▸ EXTRACTED TEXT:
——

There's a bunch bunch of gotchas, which I can talk about or we can follow-up with afterwards, that you've gotta watch out for. In particular, the confidence parameters and significance you have to pay attention to. Making sure you've got the right comparables is super important. Making sure you got the right ratios for the time windows and right ratios for treatment group versus nontreatment group. Those things are all sort of sort of nuances you gotta sort of work through.
But it's actually hugely applicable to anything that has time series data. So I encourage you to think about using it as ways to measure impact for the programs that you're executing. So with that, I'll finish. Thank you guys for listening to me rant and talk a little bit about mathematics and running through a little bit of science there. Hopefully, it wasn't too fast.
And happy to answer any questions, and thanks for paying attention.
Speaker 3: Thanks so much. I feel like it's just a requirement now that an equation has to get flashed up.
Speaker 2: Well, you know, know
Speaker 1: last time I did it, that was the most tweety part of my talk. So I figured I I gotta feed the tweet machine. I don't know if I gotta put some kind of, like, nice little mathematical formula
Speaker 2: on that. Yes. Yes.
Speaker 3: Alright. Let's go through the questions. I'll go chronologically. So, Melissa, starting with you. So some of the questions are around the weights.
So how do you take the bias out of that process? Like, what what how did you get to that? And you you talked about making some adjustments later on. And so my question to add to that was also yeah. Did you engage with users to decide on those weights as well?
So those are the questions.

——

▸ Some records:

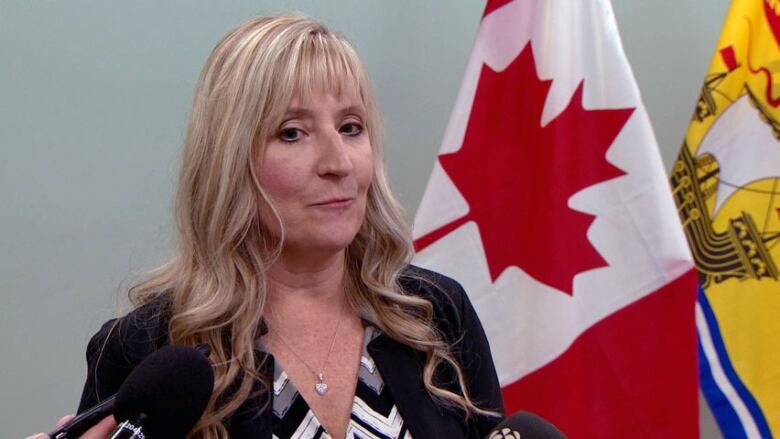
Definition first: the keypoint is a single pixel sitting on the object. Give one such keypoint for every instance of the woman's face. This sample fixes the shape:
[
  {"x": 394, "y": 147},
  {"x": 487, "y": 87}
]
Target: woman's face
[{"x": 316, "y": 168}]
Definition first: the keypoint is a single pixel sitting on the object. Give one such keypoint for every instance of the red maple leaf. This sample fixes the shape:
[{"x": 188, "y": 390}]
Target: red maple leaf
[{"x": 518, "y": 176}]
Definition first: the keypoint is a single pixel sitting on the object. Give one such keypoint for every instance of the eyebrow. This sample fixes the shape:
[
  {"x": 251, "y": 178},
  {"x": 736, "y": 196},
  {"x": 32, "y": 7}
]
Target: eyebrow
[{"x": 293, "y": 112}]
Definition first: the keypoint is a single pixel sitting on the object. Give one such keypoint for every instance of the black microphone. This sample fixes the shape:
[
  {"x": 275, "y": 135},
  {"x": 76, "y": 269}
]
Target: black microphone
[
  {"x": 164, "y": 396},
  {"x": 526, "y": 426},
  {"x": 87, "y": 419}
]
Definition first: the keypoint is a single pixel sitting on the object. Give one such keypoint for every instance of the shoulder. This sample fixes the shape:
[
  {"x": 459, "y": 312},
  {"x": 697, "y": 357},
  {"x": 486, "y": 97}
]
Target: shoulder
[
  {"x": 119, "y": 345},
  {"x": 451, "y": 305},
  {"x": 130, "y": 338}
]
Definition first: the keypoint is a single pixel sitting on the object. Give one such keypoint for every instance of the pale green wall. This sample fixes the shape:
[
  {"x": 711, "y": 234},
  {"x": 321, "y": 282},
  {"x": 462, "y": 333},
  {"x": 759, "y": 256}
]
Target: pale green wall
[{"x": 93, "y": 99}]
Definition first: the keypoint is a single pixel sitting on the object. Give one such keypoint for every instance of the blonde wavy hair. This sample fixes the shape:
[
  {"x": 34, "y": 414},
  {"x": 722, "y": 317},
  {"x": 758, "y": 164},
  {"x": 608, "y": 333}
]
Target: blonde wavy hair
[{"x": 216, "y": 280}]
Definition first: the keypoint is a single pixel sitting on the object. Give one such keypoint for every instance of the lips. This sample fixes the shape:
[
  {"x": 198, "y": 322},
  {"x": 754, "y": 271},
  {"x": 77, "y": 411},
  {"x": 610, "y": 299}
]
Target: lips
[{"x": 334, "y": 202}]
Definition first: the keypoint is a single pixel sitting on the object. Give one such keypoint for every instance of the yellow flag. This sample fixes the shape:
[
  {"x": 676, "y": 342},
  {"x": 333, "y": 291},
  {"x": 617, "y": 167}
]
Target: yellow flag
[{"x": 726, "y": 183}]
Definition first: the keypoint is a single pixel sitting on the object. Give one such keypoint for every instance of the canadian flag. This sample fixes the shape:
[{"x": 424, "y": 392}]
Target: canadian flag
[{"x": 550, "y": 204}]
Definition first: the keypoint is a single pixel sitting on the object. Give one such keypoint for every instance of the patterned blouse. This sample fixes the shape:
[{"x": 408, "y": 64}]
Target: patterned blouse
[{"x": 374, "y": 414}]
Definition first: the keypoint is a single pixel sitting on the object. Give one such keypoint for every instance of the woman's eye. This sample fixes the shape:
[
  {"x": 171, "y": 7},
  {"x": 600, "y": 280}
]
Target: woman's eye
[
  {"x": 290, "y": 134},
  {"x": 351, "y": 129}
]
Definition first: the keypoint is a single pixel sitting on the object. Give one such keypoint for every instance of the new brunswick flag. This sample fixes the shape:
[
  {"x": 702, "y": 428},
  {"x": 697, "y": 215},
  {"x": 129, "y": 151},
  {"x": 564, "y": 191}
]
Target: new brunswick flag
[
  {"x": 550, "y": 204},
  {"x": 727, "y": 188}
]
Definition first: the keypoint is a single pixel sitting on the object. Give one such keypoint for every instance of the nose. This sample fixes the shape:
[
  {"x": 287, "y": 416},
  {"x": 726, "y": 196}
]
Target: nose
[{"x": 334, "y": 156}]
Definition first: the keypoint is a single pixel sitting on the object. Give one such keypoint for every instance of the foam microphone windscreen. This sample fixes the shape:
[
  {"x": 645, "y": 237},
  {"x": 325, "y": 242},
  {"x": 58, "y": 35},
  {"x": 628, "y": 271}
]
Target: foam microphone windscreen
[
  {"x": 171, "y": 387},
  {"x": 525, "y": 425}
]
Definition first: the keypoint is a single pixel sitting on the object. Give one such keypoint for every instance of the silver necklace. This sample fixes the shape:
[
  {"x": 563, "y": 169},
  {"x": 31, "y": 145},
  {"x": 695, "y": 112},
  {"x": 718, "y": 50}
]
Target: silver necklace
[{"x": 321, "y": 387}]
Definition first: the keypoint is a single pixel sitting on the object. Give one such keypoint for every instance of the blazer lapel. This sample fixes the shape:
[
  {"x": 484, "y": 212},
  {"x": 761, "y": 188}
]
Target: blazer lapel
[{"x": 401, "y": 369}]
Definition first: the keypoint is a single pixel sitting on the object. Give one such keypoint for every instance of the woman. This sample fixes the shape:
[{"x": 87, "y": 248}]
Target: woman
[{"x": 292, "y": 261}]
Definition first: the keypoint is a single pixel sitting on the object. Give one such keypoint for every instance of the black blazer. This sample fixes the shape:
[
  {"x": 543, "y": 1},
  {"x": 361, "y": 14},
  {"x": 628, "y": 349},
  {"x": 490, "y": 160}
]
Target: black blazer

——

▸ WHAT TO WORK ON:
[1] In the transcript, repeat the passage starting with "Speaker 3: Alright." and going on through "around the weights.".
[2] Translate this sentence from the transcript into Spanish: "But it's actually hugely applicable to anything that has time series data."
[3] What does the transcript say you have to pay attention to in particular?

▸ RESPONSES FOR EACH TASK:
[1]
Speaker 3: Alright. Let's go through the questions. I'll go chronologically. So, Melissa, starting with you. So some of the questions are around the weights.

[2] Pero en realidad es enormemente aplicable a cualquier cosa que tenga datos de series temporales.

[3] The confidence parameters and significance.